# DOCUMENT TEXT
►

Thomas Fleming
Thomas Fleming is president of the Fleming Foundation. He is the author of six books, including The Morality of Everyday Life and The Politics of Human Nature, as well as many articles and columns for newspapers, magazines,and learned journals. He holds a Ph.D. in Classics from the University of North Carolina, Chapel Hill and a B.A. in Greek from the College of Charleston. He served as editor of Chronicles: a Magazine of American Culture from 1984 to 2015 and president of The Rockford Institute from 1997-2014. In a previous life he taught classics at several colleges and served as a school headmaster in South Carolina
Geegory C Fogg John Denver’s Please Daddy, Don’t Get Drunk This Christmas.
I’ve always loved Away in a Manger. As far as seasonal songs which touch on the holiday, but aren’t explicitly Christmas songs, Jingle Bells and There’s No Place Like Home For the Holidays are pretty good. I especially like Robert Goulets version of the latter. I’ve always liked his voice.
I like Mannheim Steamroller’s Christmas music and music by George Winston. I particularly love his recording of December. They can be heard on u-tube.
I used to like Alabama’s Christmas In Dixie. A much better song with a simillar theme is The Nitty Gritty Dirt Band’s Colorado Christmas. It was written by Steve Goodman.
I should really start chiming in on these affairs. First, the high tenor on the Drifters’ White Christmas is Clyde McPhatter, maybe the finest of all R & B tenor balladeers. (Have you ever noticed how much male pop singing is near falsetto in American popular music? Buck Owens’ Santa Looked a Lot Like Daddy–fun and deliciously tongue-in-cheek, and the Buckaroos probably had the best musicianship of any honky-tonk band. Last, we all know, or should know, how good many of Woody Herman’s bands have been. Less known is that he was a first rate jazz-inflected singer. I would offer his version of Let It Snow as something better than the usual annoying background noise of December.

◄

# ENTRIES SUPPLIED
►

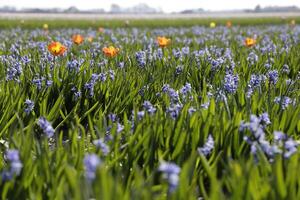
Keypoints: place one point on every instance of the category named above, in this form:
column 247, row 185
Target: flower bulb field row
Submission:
column 137, row 112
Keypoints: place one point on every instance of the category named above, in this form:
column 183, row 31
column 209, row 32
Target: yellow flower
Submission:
column 110, row 51
column 212, row 24
column 56, row 48
column 163, row 41
column 77, row 39
column 90, row 39
column 249, row 42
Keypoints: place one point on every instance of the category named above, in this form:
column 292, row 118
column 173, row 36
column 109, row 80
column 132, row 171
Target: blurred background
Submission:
column 147, row 9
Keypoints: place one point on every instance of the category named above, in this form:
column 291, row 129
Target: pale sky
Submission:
column 166, row 5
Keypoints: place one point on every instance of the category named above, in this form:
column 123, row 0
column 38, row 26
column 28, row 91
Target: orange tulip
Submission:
column 77, row 39
column 228, row 24
column 163, row 41
column 249, row 42
column 110, row 51
column 56, row 48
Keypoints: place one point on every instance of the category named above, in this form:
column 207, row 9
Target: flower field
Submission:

◄

Write the next part of the text about favorite Christmas songs, picking up right after its last sentence.

# EXERCISE RESULT
I never liked listening to Judy Collins because of her choice of songs, yet conceding easily the clarity and beauty of her voice. That said, an album called On A Wintry Night is quite beautiful and her rendition of Let It Snow to me rings true to what normal adults would feel in that situation, so unlike all the other cheerleader renditions of this tune.
https://www.youtube.com/watch?v=c2XSOGskFY4
Art Livingston! Great to hear from you. Thanks for confirming my memory that that’s Clyde McPhatter’s voice on the Drifters’ “White Christmas”. My own cherished Christmas pop song is “There Ain’t No Santa Claus on the Evenin’ Stage” by Captain Beefheart and the Magic Band. Dr. Fleming would say I’m indulging my perverse attraction to the outre. Guilty as charged, I say.
For many years, a good friend of mine used to give out his self-compiled album of Christmas pop songs to everyone who attended his annual Christmas party. Because of his fondness for novelty songs and his eclectic tastes, he always had a full house.
There is something deeply disturbed in any grownup who likes Captain Beefheart. Years ago, I gave away my vinyl original of “Trout Mask Replica,” so I have a clean conscience. I am surprised no one has brought up Robert Earl Keen’s “Christmas With the Family”…or Da Youpers’ album “Naked Elves in Cowboy Boots.”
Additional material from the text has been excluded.